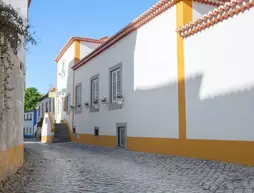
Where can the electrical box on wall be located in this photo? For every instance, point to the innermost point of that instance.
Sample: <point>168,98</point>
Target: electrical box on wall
<point>96,131</point>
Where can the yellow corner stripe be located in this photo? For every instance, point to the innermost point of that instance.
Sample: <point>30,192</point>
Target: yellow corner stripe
<point>183,16</point>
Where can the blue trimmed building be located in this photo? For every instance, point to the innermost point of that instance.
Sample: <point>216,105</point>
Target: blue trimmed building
<point>30,118</point>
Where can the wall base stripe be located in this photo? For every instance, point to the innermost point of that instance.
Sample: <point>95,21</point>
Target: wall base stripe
<point>11,160</point>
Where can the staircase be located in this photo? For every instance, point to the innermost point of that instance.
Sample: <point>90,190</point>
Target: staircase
<point>61,133</point>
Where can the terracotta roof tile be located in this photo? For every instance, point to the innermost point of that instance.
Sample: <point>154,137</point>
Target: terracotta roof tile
<point>76,38</point>
<point>150,14</point>
<point>219,14</point>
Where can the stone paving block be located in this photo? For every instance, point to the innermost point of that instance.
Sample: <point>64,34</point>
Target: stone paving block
<point>70,167</point>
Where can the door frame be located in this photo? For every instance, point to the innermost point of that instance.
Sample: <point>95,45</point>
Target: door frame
<point>125,129</point>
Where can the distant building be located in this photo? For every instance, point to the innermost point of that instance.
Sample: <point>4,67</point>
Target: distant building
<point>46,104</point>
<point>29,123</point>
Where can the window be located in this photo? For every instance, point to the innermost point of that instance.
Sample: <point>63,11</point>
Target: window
<point>53,105</point>
<point>42,109</point>
<point>67,101</point>
<point>94,93</point>
<point>49,105</point>
<point>78,98</point>
<point>115,86</point>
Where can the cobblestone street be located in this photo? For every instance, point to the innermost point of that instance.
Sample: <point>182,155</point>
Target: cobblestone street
<point>70,167</point>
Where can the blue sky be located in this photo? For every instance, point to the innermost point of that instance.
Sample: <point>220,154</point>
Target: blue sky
<point>55,21</point>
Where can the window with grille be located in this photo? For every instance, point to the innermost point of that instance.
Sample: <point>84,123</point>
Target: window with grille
<point>78,98</point>
<point>95,91</point>
<point>53,105</point>
<point>49,105</point>
<point>115,84</point>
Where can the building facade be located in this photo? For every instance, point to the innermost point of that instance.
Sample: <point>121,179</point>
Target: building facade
<point>11,132</point>
<point>30,118</point>
<point>173,81</point>
<point>46,104</point>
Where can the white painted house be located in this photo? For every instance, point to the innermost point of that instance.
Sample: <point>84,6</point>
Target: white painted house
<point>11,147</point>
<point>46,104</point>
<point>30,118</point>
<point>173,81</point>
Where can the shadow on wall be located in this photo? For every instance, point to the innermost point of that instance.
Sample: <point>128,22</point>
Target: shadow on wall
<point>226,115</point>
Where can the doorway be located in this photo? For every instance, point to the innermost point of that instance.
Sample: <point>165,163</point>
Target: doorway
<point>121,135</point>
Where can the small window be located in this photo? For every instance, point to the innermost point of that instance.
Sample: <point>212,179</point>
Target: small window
<point>49,105</point>
<point>95,91</point>
<point>115,92</point>
<point>53,105</point>
<point>115,84</point>
<point>42,109</point>
<point>78,98</point>
<point>67,103</point>
<point>96,131</point>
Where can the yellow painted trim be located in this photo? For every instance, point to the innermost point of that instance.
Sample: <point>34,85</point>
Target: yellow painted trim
<point>11,160</point>
<point>183,16</point>
<point>47,139</point>
<point>228,151</point>
<point>76,60</point>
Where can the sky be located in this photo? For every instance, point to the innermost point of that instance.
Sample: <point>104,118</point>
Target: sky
<point>55,21</point>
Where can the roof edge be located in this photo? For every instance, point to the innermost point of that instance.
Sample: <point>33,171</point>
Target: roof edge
<point>76,38</point>
<point>144,18</point>
<point>215,16</point>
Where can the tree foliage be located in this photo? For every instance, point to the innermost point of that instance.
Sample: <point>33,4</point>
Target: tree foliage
<point>14,34</point>
<point>32,97</point>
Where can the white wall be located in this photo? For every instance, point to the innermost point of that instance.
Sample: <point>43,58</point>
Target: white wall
<point>149,61</point>
<point>219,80</point>
<point>28,123</point>
<point>43,102</point>
<point>199,9</point>
<point>68,60</point>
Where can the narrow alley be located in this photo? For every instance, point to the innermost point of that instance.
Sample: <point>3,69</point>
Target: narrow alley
<point>70,167</point>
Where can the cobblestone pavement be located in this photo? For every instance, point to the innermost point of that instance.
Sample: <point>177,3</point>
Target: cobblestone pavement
<point>70,167</point>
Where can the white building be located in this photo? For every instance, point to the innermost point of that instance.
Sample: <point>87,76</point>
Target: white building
<point>75,48</point>
<point>46,104</point>
<point>11,147</point>
<point>30,118</point>
<point>173,81</point>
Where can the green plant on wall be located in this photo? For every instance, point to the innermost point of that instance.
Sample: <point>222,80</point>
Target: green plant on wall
<point>14,34</point>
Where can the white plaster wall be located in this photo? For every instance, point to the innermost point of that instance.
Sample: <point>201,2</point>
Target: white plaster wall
<point>46,127</point>
<point>68,59</point>
<point>43,102</point>
<point>219,80</point>
<point>149,61</point>
<point>199,9</point>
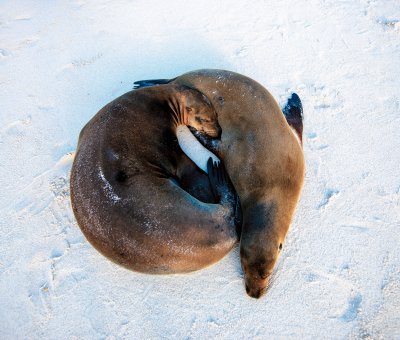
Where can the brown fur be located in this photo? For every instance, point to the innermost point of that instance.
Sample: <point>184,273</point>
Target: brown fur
<point>128,180</point>
<point>264,160</point>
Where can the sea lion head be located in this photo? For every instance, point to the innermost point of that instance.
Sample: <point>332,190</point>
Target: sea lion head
<point>199,113</point>
<point>260,248</point>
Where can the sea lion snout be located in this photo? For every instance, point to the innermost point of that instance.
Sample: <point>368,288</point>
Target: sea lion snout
<point>256,289</point>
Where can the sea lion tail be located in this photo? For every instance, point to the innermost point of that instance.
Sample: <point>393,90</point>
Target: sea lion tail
<point>151,82</point>
<point>293,112</point>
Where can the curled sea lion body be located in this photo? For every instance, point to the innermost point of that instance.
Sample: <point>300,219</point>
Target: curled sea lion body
<point>130,184</point>
<point>264,159</point>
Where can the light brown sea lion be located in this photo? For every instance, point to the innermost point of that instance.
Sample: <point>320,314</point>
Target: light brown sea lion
<point>264,159</point>
<point>128,180</point>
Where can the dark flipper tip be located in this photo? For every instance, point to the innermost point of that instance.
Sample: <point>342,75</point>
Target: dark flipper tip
<point>151,82</point>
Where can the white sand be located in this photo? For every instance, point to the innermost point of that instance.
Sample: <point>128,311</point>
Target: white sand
<point>339,274</point>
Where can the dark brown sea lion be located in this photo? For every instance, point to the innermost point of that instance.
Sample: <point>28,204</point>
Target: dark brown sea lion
<point>129,178</point>
<point>264,159</point>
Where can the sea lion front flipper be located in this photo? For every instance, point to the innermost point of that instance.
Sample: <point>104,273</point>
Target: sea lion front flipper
<point>220,184</point>
<point>212,144</point>
<point>293,112</point>
<point>151,82</point>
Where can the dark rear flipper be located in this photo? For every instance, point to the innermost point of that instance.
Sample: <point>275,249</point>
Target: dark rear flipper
<point>152,82</point>
<point>293,112</point>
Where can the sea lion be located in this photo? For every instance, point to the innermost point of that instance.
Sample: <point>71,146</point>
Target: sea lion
<point>128,183</point>
<point>264,159</point>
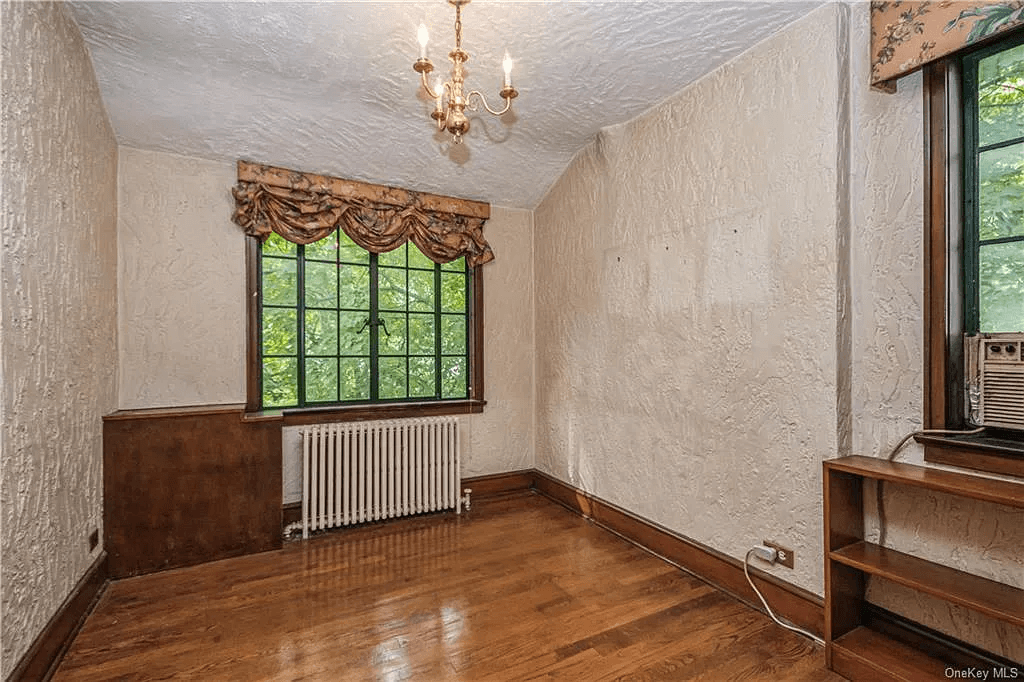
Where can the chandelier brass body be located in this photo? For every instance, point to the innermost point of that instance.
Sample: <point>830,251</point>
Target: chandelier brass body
<point>450,99</point>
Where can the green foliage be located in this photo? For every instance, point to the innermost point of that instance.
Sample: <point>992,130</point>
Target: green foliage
<point>336,324</point>
<point>1000,192</point>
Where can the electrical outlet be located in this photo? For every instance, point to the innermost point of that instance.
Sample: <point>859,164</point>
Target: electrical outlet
<point>784,554</point>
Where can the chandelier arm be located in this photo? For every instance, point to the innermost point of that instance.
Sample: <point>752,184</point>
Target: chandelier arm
<point>483,100</point>
<point>426,87</point>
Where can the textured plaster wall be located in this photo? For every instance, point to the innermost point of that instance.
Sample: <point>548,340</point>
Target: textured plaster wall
<point>502,437</point>
<point>729,291</point>
<point>57,352</point>
<point>887,376</point>
<point>182,294</point>
<point>686,303</point>
<point>182,320</point>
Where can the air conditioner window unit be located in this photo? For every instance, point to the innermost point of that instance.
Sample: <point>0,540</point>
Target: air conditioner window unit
<point>995,380</point>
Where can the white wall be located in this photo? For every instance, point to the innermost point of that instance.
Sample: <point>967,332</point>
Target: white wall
<point>729,292</point>
<point>58,347</point>
<point>887,206</point>
<point>686,304</point>
<point>181,315</point>
<point>182,305</point>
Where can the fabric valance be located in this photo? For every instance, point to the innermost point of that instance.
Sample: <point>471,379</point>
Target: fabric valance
<point>908,35</point>
<point>304,208</point>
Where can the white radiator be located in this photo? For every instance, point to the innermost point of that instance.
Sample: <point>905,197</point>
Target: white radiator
<point>368,471</point>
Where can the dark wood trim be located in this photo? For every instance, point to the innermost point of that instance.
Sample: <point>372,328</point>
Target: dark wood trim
<point>291,513</point>
<point>476,338</point>
<point>473,405</point>
<point>253,397</point>
<point>975,455</point>
<point>282,177</point>
<point>943,296</point>
<point>168,413</point>
<point>185,486</point>
<point>364,413</point>
<point>502,483</point>
<point>793,603</point>
<point>42,658</point>
<point>933,643</point>
<point>936,172</point>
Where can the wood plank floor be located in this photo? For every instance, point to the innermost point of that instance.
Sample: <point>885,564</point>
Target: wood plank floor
<point>517,589</point>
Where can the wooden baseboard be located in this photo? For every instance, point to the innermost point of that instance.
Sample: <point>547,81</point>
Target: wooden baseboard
<point>793,603</point>
<point>42,658</point>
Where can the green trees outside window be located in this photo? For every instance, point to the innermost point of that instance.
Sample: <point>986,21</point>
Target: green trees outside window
<point>340,325</point>
<point>993,140</point>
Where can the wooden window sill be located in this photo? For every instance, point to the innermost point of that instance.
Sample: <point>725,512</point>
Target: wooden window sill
<point>359,413</point>
<point>1000,453</point>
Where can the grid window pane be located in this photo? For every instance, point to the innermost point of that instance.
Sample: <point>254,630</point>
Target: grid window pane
<point>354,378</point>
<point>422,381</point>
<point>322,333</point>
<point>391,289</point>
<point>1000,287</point>
<point>421,291</point>
<point>280,282</point>
<point>280,331</point>
<point>454,335</point>
<point>322,380</point>
<point>453,292</point>
<point>352,340</point>
<point>392,378</point>
<point>1000,79</point>
<point>281,382</point>
<point>421,335</point>
<point>454,377</point>
<point>354,287</point>
<point>322,285</point>
<point>1000,192</point>
<point>392,343</point>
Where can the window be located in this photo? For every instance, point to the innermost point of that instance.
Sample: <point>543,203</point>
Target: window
<point>993,181</point>
<point>339,326</point>
<point>974,237</point>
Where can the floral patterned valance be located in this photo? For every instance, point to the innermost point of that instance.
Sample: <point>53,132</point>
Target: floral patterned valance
<point>908,35</point>
<point>304,208</point>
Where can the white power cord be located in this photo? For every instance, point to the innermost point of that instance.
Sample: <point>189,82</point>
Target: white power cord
= = = =
Can you rewrite the records as a Markdown table with the columns No. and Record Line, starting with the line that contains "Where can the white plaster" and going on through the line that contains "<point>339,274</point>"? Number each line in order, skip any blank lines, and leave the pictures out.

◆ Final answer
| No. | Record Line |
|---|---|
| 1 | Where can the white plaster wall be located in this photo? For every instance, point to the innermost point of that instance. |
| 2 | Sample: <point>201,2</point> |
| 3 | Target: white plaster wall |
| 4 | <point>46,127</point> |
| 5 | <point>68,59</point> |
| 6 | <point>43,102</point> |
| 7 | <point>219,80</point> |
| 8 | <point>149,61</point> |
| 9 | <point>199,9</point> |
| 10 | Where can the brown fur be located in this photo? For every instance, point to the innermost point of that instance. |
| 11 | Sample: <point>184,273</point> |
| 12 | Target: brown fur |
| 13 | <point>128,180</point> |
| 14 | <point>264,160</point> |
| 15 | Where can the sea lion head be located in this photo? For every instance, point to the innermost point of that instance. |
| 16 | Sample: <point>332,190</point> |
| 17 | Target: sea lion head |
| 18 | <point>199,113</point> |
| 19 | <point>260,248</point> |
| 20 | Where can the sea lion snout be located in this photo? For every instance, point to the innermost point of that instance. |
| 21 | Sample: <point>368,288</point> |
| 22 | Target: sea lion snout |
| 23 | <point>256,289</point> |
| 24 | Where can the sea lion tail be located in this photo? For every instance, point to the innermost point of that instance. |
| 25 | Sample: <point>393,90</point> |
| 26 | Target: sea lion tail |
| 27 | <point>151,82</point> |
| 28 | <point>293,112</point> |
| 29 | Where can the curled sea lion body be located in this photo? For every instance, point to the innermost point of that instance. |
| 30 | Sample: <point>300,219</point> |
| 31 | Target: curled sea lion body |
| 32 | <point>130,184</point> |
| 33 | <point>264,159</point> |
| 34 | Where can the light brown sea lion be located in this photo? For every instance, point to the innermost point of that instance. |
| 35 | Sample: <point>320,314</point> |
| 36 | Target: light brown sea lion |
| 37 | <point>264,159</point> |
| 38 | <point>128,180</point> |
| 39 | Where can the dark flipper tip be located in this photo? For every instance, point to the innermost point of that instance. |
| 40 | Sample: <point>342,75</point> |
| 41 | Target: dark flipper tip |
| 42 | <point>151,82</point> |
| 43 | Where can the white sand be located in this photo? For every instance, point to the innermost point of that instance. |
| 44 | Sample: <point>128,311</point> |
| 45 | Target: white sand |
| 46 | <point>339,274</point> |